◆ What to work on
Print every line of the records below word for word, from the first record through the last, without changing anything.

◆ Records for placing points
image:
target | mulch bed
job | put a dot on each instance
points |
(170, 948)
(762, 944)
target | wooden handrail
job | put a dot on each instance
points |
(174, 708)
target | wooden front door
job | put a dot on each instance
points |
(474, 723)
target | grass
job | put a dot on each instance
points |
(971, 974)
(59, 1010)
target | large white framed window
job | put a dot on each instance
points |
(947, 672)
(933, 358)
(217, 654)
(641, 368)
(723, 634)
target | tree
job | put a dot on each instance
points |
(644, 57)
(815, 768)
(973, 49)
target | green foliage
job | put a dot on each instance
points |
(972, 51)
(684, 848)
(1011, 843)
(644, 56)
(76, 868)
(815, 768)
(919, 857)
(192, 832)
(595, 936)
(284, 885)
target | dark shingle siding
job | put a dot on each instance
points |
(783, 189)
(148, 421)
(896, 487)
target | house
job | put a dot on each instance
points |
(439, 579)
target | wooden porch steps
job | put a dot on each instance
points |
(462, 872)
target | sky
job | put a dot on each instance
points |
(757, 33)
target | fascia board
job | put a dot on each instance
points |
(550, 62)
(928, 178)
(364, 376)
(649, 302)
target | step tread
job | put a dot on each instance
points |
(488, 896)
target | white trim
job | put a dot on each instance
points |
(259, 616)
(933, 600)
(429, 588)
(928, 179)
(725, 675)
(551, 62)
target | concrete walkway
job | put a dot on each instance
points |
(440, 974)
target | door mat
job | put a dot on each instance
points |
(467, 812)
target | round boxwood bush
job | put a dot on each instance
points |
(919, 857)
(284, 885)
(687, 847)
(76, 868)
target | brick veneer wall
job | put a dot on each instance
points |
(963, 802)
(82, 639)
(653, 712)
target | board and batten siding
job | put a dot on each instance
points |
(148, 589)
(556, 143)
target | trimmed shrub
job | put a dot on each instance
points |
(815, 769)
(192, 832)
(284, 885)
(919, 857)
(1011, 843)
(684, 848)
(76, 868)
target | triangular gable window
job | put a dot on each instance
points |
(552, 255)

◆ Answer to this exercise
image:
target | mulch bed
job | put a dot on each instance
points |
(170, 948)
(762, 944)
target | wooden handrail
job | put a dot on each instance
points |
(174, 708)
target | wooden front door
job | put a dot on each instance
points |
(474, 723)
target | grass
job | put a dot on each instance
points |
(971, 974)
(59, 1010)
target | large white framed window
job | put a dot on each instance
points |
(947, 672)
(933, 358)
(217, 654)
(641, 368)
(723, 634)
target | tree
job | put a dot on each instance
points |
(644, 57)
(815, 768)
(973, 49)
target | green foliage
job | put a dot on each instance
points |
(972, 51)
(684, 848)
(1011, 843)
(644, 56)
(76, 868)
(815, 768)
(919, 857)
(192, 832)
(595, 936)
(284, 885)
target | dark shingle siding
job | put a dot on each instance
points |
(783, 189)
(148, 421)
(896, 487)
target | house
job | put a dot on each instance
points |
(439, 579)
target | wooden porch steps
job | put a dot on each instance
points |
(462, 872)
target | sky
job | put a dot on each instance
points |
(757, 33)
target | fascia board
job | put a dot on each instance
points |
(550, 62)
(928, 178)
(364, 376)
(649, 302)
target | step tread
job | put a dot on each instance
points |
(488, 896)
target | white trim
job | put a dot on each instance
points |
(259, 616)
(933, 600)
(429, 588)
(928, 179)
(725, 675)
(551, 62)
target | concrete walkway
job | put a dot on each instance
points |
(440, 974)
target | door mat
job | put a dot on each instance
points |
(467, 812)
target | round boxwood bush
job | put a dot on each instance
points |
(919, 857)
(284, 885)
(687, 847)
(76, 868)
target | brick veneer wall
job | put a dot on each instance
points |
(963, 802)
(82, 639)
(653, 712)
target | board and batten siding
job | put a dot on each instance
points |
(148, 589)
(556, 143)
target | trimmed shrub
job | put a dot on each instance
points |
(815, 769)
(192, 832)
(284, 885)
(919, 857)
(1011, 843)
(684, 848)
(76, 868)
target | triangular gable window
job | put a dot on each instance
points |
(552, 255)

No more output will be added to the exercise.